- Exercise passage:
Many types of medical equipment are subject to various safety regulations and/or requirements to ensure patient safety standards are met. One type of safety regulation to which electrically powered medical equipment is subject is patient leakage limitations. For example, IEC60601-1 3rd edition (Section 8.7 entitled: Leakage Currents and Patient Auxiliary Currents) testing defines the testing and current leakage limits for a type CF (cardiac floating) Applied part. As part of this standard, total patient leakage current is limited to 100 microamps (μA), and the single fault condition patient leakage current is limited to 50 μA. Individual items of medical equipment are typically designed to meet these (and other) safety limitations such that they can be safely incorporated and used with various medical equipment systems.
In some environments, it is not uncommon to combine multiple items of medical equipment together in a medical cart or cabinet to form a consolidated medical system that may optionally be portable to enhance usability. In the context of a cardiac electrophysiology laboratory, for example, it may be useful to organize the hardware used for performing electroanatomical mapping and ablation procedures into a single, medical cart or cabinet in order to reduce clutter and improve usability of the equipment in the laboratory. The consolidated medical system must still meet the applicable safety regulations and standards.

- Given information:
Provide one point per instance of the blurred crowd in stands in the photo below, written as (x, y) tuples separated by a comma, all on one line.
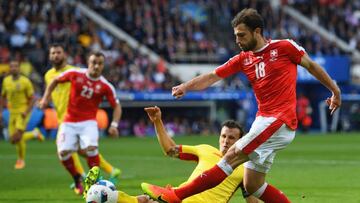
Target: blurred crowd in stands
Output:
[(182, 30), (179, 31)]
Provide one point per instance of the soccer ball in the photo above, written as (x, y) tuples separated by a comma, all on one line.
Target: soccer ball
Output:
[(102, 192)]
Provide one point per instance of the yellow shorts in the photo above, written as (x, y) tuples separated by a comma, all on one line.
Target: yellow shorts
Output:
[(17, 122)]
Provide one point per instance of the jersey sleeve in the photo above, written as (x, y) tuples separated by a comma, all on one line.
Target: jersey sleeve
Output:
[(111, 95), (66, 76), (29, 88), (3, 90), (294, 51), (188, 153), (236, 64)]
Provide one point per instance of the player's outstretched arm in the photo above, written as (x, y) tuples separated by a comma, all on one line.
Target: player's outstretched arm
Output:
[(167, 144), (319, 73), (46, 97), (198, 83)]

- Explore the material:
A. According to the passage on medical equipment leakage limits, what limit does the standard set for total patient leakage current?
B. Resume the passage on medical equipment leakage limits after its final sentence and extend it by one paragraph.

- Replies:
A. 100 microamps (μA).

B.
In many circumstances, an isolation transformer is inserted between the alternating current (AC) power source and one or more pieces of the equipment forming the consolidated medical system in order to reduce noise and leakage currents. Such isolation transformers, however, are often relatively large in size in order to handle the power requirements of all of the medical equipment in the consolidated system. The large surface area of such transformers allows for capacitive coupling of 60 hertz (Hz) fault power between the primary and secondary sides of the isolation transformer. This capacitive coupling can potentially result in the generation of leakage currents on the output side of the power supply, making it difficult to maintain the patient leakage current below the required maximum levels.